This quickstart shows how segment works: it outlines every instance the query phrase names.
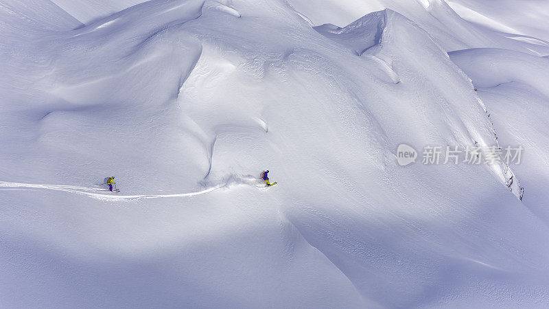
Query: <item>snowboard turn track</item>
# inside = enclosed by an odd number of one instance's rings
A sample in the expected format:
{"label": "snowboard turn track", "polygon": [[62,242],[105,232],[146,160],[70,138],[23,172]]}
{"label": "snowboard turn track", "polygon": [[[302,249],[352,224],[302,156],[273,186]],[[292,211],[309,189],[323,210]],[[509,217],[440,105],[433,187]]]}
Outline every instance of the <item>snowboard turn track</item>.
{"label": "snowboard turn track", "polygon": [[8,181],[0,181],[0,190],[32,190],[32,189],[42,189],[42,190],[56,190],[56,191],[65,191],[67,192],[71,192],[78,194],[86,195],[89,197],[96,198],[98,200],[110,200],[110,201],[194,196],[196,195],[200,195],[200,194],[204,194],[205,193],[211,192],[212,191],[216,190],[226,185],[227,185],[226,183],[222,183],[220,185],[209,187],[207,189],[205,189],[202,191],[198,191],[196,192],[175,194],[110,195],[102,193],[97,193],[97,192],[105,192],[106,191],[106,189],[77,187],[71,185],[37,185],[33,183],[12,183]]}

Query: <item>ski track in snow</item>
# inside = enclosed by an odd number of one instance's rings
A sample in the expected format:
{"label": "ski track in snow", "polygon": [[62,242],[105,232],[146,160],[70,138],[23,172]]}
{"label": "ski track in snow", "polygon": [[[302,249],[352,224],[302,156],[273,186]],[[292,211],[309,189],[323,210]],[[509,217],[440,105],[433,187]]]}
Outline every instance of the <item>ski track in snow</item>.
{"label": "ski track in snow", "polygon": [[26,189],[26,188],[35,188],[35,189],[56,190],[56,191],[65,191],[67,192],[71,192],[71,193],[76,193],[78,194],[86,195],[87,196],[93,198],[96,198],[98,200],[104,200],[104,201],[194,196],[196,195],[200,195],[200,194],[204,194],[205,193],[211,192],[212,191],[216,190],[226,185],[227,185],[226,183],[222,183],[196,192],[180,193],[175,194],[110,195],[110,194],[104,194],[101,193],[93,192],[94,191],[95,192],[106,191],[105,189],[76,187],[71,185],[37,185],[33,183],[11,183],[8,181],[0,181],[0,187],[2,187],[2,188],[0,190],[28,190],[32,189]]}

----------------

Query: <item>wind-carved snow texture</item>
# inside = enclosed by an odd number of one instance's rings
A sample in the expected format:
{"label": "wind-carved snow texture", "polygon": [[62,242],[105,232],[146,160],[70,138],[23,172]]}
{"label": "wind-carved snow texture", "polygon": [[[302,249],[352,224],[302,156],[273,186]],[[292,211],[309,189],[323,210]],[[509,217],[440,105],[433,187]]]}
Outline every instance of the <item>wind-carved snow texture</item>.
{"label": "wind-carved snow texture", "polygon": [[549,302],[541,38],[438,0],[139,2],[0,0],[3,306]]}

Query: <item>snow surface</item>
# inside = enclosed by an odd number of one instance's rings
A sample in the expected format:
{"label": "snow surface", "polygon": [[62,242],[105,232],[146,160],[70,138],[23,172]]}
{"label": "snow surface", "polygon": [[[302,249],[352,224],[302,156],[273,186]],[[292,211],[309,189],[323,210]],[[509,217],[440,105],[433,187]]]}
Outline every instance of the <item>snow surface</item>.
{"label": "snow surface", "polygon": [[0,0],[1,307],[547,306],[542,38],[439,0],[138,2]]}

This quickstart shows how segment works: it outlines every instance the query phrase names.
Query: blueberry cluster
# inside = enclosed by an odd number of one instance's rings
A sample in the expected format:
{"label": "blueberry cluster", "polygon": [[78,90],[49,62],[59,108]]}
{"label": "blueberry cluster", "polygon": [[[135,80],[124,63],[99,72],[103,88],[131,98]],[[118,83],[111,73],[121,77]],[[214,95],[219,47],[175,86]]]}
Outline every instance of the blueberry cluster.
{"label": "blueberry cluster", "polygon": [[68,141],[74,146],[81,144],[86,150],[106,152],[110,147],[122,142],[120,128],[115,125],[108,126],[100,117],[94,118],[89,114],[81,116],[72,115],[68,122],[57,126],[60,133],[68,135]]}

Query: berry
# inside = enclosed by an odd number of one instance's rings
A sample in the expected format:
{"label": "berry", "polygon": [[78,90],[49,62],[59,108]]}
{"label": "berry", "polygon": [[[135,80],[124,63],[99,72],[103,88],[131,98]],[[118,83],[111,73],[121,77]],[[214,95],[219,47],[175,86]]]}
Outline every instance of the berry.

----------------

EXERCISE TASK -
Gather every line of the listing above that contains the word "turn".

EXERCISE RESULT -
Query: <item>snowboard turn track</item>
{"label": "snowboard turn track", "polygon": [[62,242],[105,232],[146,160],[70,138],[23,172]]}
{"label": "snowboard turn track", "polygon": [[[302,249],[352,224],[302,156],[273,186]],[[292,211],[309,189],[323,210]],[[509,217],[440,105],[433,187]]]}
Outline every instance of the <item>snowboard turn track</item>.
{"label": "snowboard turn track", "polygon": [[8,181],[0,181],[0,190],[32,190],[32,189],[42,189],[42,190],[56,190],[56,191],[65,191],[67,192],[71,192],[78,194],[86,195],[89,197],[96,198],[98,200],[110,200],[110,201],[194,196],[196,195],[200,195],[200,194],[204,194],[205,193],[211,192],[212,191],[216,190],[226,185],[227,185],[226,183],[222,183],[220,185],[209,187],[207,189],[205,189],[202,191],[198,191],[196,192],[175,194],[110,195],[102,193],[97,193],[97,192],[105,192],[106,191],[106,189],[77,187],[71,185],[37,185],[33,183],[12,183]]}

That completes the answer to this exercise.